Task to carry out – There are pictures in the records below; leave them out and set down exactly the lines from the one holding "Give one point for each instance of the concrete" through the one holding "Give one point for each instance of the vertical".

(Beginning of Material for this exercise)

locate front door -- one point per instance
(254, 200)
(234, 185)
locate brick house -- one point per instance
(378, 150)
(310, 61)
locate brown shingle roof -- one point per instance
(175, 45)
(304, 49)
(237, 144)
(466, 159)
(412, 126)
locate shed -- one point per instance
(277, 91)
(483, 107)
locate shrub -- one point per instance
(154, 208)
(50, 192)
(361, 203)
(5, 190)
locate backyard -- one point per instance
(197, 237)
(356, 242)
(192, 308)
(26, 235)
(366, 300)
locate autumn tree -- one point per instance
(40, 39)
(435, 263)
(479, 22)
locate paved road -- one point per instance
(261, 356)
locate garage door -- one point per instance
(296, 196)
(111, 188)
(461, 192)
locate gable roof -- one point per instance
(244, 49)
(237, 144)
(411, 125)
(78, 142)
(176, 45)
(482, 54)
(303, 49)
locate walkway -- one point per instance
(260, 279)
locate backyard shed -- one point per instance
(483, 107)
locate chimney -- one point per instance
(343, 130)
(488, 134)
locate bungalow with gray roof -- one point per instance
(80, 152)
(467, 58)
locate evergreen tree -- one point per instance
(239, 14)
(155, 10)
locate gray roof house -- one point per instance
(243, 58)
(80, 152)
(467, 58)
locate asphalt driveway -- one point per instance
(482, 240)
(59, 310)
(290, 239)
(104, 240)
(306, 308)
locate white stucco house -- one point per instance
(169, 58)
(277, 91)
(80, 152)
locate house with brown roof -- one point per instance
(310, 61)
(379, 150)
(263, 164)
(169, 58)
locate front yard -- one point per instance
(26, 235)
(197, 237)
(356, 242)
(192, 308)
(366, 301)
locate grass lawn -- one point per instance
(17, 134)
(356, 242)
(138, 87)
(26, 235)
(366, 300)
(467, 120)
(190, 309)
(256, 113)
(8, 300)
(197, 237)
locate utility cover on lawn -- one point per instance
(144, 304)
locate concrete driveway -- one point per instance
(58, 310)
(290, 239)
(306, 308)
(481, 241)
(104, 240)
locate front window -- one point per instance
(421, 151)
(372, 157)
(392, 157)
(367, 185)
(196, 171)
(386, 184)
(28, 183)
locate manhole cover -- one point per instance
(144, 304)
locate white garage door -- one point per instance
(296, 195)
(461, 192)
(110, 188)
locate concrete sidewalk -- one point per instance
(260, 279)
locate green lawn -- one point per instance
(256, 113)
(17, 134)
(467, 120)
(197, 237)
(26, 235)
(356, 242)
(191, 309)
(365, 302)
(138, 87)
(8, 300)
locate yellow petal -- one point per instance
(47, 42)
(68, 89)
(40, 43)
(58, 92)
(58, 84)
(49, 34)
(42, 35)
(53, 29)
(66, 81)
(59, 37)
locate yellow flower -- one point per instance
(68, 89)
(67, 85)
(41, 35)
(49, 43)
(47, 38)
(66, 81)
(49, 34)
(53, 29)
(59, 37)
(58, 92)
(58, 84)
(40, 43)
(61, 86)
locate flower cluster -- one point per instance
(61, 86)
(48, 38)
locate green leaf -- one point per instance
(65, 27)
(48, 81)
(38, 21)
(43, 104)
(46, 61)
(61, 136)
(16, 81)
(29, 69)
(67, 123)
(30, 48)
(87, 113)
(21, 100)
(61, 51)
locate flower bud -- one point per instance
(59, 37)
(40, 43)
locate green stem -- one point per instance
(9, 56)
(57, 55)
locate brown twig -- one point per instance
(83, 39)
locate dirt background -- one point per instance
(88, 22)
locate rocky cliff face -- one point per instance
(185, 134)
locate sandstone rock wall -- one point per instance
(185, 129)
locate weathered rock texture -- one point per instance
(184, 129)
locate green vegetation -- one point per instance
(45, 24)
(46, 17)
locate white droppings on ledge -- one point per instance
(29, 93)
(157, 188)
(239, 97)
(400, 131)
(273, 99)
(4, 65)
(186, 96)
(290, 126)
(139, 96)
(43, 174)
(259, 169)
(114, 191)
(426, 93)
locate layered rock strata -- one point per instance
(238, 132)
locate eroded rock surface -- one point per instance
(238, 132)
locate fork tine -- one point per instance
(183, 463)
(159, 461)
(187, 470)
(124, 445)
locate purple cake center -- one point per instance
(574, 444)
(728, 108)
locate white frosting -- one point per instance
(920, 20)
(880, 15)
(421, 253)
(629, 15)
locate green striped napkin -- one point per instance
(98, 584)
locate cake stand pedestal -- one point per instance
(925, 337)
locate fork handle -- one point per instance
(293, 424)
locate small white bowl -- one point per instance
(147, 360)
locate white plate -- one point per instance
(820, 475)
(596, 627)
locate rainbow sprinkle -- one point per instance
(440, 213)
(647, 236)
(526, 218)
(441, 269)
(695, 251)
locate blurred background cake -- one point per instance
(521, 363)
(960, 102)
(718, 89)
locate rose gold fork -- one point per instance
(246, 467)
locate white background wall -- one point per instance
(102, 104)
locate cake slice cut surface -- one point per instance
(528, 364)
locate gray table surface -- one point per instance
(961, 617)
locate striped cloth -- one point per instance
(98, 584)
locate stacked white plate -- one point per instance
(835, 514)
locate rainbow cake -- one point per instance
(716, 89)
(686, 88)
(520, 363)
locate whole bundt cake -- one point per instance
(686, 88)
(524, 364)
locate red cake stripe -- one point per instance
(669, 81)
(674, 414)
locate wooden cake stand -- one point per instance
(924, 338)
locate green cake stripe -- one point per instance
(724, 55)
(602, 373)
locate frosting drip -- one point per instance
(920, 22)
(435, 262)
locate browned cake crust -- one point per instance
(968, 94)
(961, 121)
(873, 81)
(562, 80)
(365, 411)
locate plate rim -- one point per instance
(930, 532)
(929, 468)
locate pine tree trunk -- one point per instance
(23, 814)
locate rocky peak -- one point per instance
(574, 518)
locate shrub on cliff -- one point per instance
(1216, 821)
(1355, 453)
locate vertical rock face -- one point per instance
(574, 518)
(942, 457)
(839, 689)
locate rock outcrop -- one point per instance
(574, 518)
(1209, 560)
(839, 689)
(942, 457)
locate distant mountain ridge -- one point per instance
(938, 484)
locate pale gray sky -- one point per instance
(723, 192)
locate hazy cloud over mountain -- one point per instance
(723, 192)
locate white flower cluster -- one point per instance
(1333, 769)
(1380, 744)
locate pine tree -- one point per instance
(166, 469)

(End of Material for this exercise)
(Beginning of Material for this exercise)

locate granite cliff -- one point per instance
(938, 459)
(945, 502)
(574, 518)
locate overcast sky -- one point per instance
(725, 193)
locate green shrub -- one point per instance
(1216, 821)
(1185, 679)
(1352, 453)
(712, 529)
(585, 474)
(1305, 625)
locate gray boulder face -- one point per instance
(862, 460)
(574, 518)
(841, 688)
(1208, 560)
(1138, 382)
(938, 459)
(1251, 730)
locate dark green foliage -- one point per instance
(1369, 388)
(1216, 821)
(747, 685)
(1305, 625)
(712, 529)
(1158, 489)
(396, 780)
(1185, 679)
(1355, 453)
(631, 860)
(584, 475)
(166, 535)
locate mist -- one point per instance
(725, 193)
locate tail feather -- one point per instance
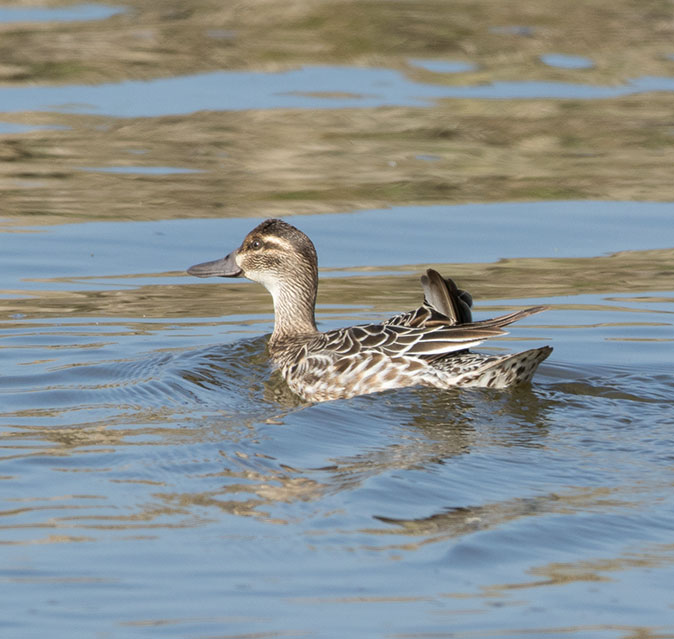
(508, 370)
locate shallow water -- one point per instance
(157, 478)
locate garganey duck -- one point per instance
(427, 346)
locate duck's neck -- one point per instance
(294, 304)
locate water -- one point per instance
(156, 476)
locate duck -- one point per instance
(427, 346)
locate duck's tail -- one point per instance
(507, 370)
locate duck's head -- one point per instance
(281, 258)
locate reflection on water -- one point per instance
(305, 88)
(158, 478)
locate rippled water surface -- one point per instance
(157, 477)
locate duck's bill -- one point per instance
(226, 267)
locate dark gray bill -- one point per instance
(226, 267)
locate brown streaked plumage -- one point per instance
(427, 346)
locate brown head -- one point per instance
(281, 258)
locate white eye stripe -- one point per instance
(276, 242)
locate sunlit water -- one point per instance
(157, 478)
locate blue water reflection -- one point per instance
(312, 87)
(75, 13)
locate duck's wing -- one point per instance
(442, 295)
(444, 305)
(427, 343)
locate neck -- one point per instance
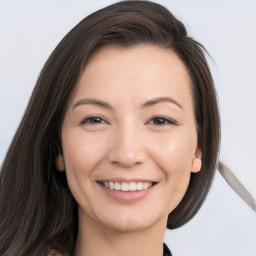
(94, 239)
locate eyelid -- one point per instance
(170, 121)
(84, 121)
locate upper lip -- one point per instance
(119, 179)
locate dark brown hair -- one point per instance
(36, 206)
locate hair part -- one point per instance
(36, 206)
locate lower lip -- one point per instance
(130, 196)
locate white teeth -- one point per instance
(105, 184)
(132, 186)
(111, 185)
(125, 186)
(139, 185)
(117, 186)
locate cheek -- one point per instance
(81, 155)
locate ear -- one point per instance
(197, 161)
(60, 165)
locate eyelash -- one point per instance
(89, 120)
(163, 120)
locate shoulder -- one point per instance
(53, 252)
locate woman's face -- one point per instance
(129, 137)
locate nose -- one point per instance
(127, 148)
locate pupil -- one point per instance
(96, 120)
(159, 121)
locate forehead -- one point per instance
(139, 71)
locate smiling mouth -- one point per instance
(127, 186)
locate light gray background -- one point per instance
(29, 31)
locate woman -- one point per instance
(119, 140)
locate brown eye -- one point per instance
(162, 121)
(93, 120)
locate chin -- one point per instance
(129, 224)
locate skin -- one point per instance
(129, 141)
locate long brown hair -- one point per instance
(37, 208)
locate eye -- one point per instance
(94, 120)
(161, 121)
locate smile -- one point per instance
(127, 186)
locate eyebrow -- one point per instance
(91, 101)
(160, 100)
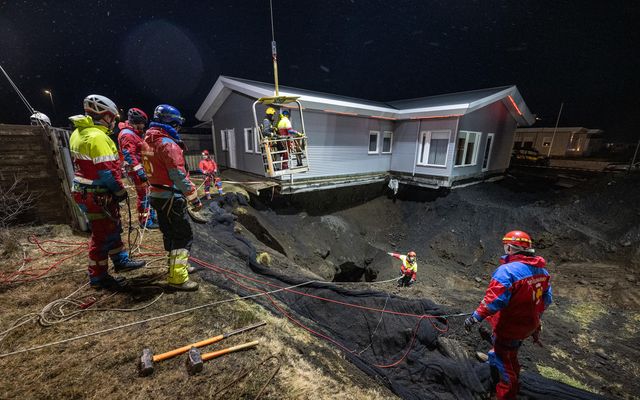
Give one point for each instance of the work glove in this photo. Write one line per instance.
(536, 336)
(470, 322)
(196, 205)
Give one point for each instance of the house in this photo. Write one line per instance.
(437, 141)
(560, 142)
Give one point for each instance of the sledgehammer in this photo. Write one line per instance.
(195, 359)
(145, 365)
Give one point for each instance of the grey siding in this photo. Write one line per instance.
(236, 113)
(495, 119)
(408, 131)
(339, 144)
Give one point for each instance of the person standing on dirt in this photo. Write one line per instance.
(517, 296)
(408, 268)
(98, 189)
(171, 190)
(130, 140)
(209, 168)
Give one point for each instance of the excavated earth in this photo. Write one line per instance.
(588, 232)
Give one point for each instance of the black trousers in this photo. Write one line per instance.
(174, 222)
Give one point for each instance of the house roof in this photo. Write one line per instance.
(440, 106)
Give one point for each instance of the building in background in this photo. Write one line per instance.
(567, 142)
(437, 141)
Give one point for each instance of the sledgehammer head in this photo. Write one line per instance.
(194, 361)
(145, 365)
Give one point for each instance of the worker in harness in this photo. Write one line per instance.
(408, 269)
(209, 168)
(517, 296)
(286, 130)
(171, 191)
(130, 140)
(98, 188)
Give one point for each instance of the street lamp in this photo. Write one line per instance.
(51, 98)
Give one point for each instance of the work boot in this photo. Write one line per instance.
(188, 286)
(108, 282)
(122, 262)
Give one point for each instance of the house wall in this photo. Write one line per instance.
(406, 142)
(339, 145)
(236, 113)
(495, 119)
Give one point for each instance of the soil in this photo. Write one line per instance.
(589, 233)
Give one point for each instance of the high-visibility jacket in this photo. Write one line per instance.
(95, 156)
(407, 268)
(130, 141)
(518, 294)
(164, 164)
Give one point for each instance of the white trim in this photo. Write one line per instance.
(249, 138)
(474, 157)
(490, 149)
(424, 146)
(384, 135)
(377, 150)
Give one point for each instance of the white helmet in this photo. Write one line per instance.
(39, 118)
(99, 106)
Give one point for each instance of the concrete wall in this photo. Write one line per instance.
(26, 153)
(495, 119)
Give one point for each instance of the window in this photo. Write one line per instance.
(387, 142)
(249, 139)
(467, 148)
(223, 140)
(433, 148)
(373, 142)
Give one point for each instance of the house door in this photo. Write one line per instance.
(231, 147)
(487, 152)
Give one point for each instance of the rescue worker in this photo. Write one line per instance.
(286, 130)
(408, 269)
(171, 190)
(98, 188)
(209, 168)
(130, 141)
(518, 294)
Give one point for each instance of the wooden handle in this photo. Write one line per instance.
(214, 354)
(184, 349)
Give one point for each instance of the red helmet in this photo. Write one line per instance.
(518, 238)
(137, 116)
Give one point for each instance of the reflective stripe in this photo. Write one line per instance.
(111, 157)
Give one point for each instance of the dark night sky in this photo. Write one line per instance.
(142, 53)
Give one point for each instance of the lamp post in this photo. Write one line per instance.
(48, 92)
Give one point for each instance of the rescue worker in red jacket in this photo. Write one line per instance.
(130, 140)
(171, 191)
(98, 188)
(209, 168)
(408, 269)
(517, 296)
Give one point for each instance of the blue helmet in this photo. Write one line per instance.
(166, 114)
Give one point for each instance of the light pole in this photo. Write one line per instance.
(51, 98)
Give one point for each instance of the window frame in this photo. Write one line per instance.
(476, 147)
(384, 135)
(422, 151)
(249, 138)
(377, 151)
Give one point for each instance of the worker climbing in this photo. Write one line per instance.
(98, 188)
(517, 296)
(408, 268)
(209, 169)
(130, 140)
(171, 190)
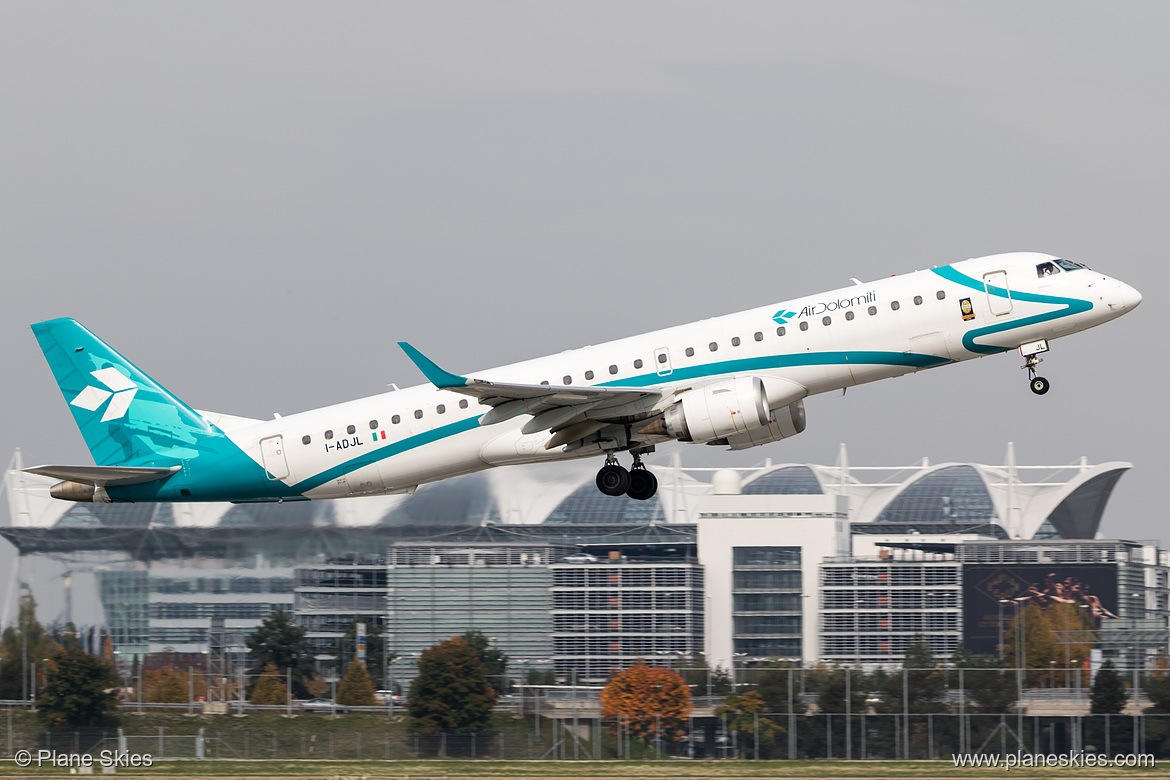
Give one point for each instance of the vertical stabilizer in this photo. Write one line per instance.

(End of Material for this exercise)

Answer box –
Give one point for each instance of the concrete wall in this photo. Write one line per instance.
(26, 153)
(495, 119)
Give one point for each instance of the window in this photo. Write one line per instance.
(387, 142)
(249, 139)
(467, 148)
(223, 140)
(433, 148)
(373, 142)
Give one point for each instance of the house door in this photo. Write one line per instance.
(231, 147)
(487, 152)
Give one point for each instance of the rescue worker in this photo. Write one line per instance.
(286, 130)
(408, 269)
(171, 190)
(98, 188)
(209, 168)
(130, 141)
(518, 294)
Give one point for each instance of the wooden handle in this photo. Write one line per instance.
(214, 354)
(184, 349)
Give one point for each instance of the red helmet in this photo. Write one line per instance.
(518, 238)
(137, 116)
Give one point for each instance of the reflective stripe in this photo. Write one line per instance.
(111, 157)
Give one point for each instance of the dark night sky in this photo. Write one line per instance.
(142, 53)
Give one point for each instance of the lamp post in this photo. Write one line per instance.
(48, 92)
Give one point for each instance of the rescue worker in red jacket in this photo. Write one line per instance.
(130, 140)
(171, 191)
(98, 188)
(209, 168)
(408, 269)
(517, 296)
Give one point for each instance of the blue helmet in this photo. Write one line per instance.
(166, 114)
Give one point for each instance of the light pole in this photo. Write one line per instance.
(51, 98)
Give one point for each instance of the window frame in this photo. Write one line per instance.
(476, 147)
(384, 135)
(422, 151)
(249, 138)
(377, 151)
Give one point for each instance of the worker climbing in this photo. Write one line per instance.
(98, 188)
(517, 296)
(408, 268)
(209, 169)
(130, 140)
(171, 190)
Give one point for each instance of the vertical stabilizer in this photo. Write one line per instance.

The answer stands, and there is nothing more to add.